Copy every line of the records below where the word "photograph" occurs.

---------- Excerpted data ----------

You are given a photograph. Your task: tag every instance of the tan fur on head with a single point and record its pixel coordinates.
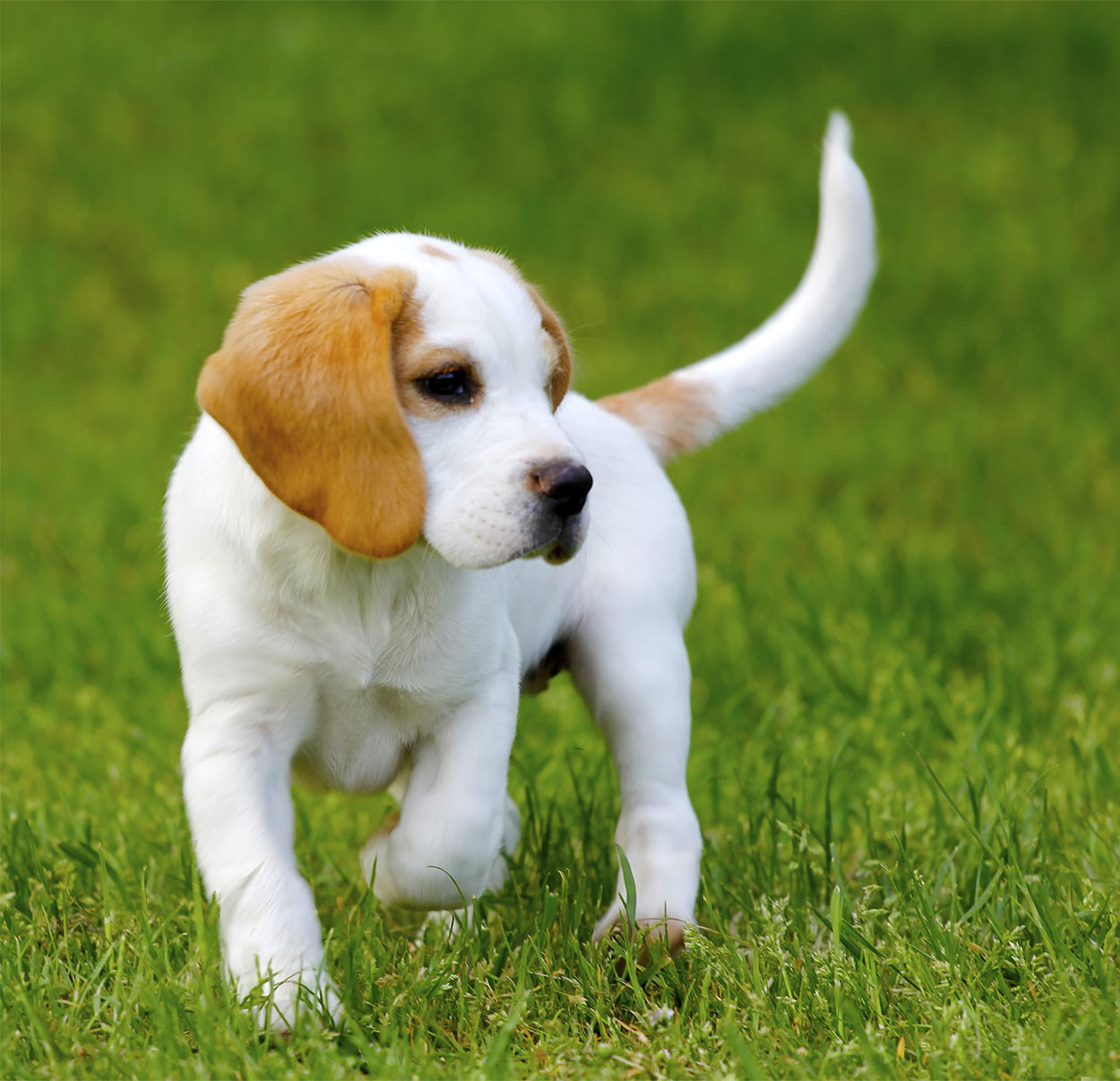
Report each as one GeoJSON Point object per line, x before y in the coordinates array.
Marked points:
{"type": "Point", "coordinates": [304, 384]}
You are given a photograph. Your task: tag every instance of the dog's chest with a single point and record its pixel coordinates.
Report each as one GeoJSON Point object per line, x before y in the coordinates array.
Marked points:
{"type": "Point", "coordinates": [395, 658]}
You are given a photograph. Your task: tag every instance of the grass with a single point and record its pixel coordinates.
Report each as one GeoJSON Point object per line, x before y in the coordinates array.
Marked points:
{"type": "Point", "coordinates": [906, 692]}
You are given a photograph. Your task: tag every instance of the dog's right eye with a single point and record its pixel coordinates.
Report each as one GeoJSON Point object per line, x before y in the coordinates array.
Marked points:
{"type": "Point", "coordinates": [455, 385]}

----------

» **Exercise response**
You are given a photograph. Your task: tag every instance of the tan fur on head with a single point and record its pixel coordinates.
You are given a photograph. Your task: tag every instance of the dog's chest with a single point and record its pixel coordinates.
You are given a photograph. Your task: tag every instance of the grass with a single point and record its pixel coordinates.
You are given a photograph. Your task: tag every instance of the dog's right eye with a single point and record its pixel coordinates.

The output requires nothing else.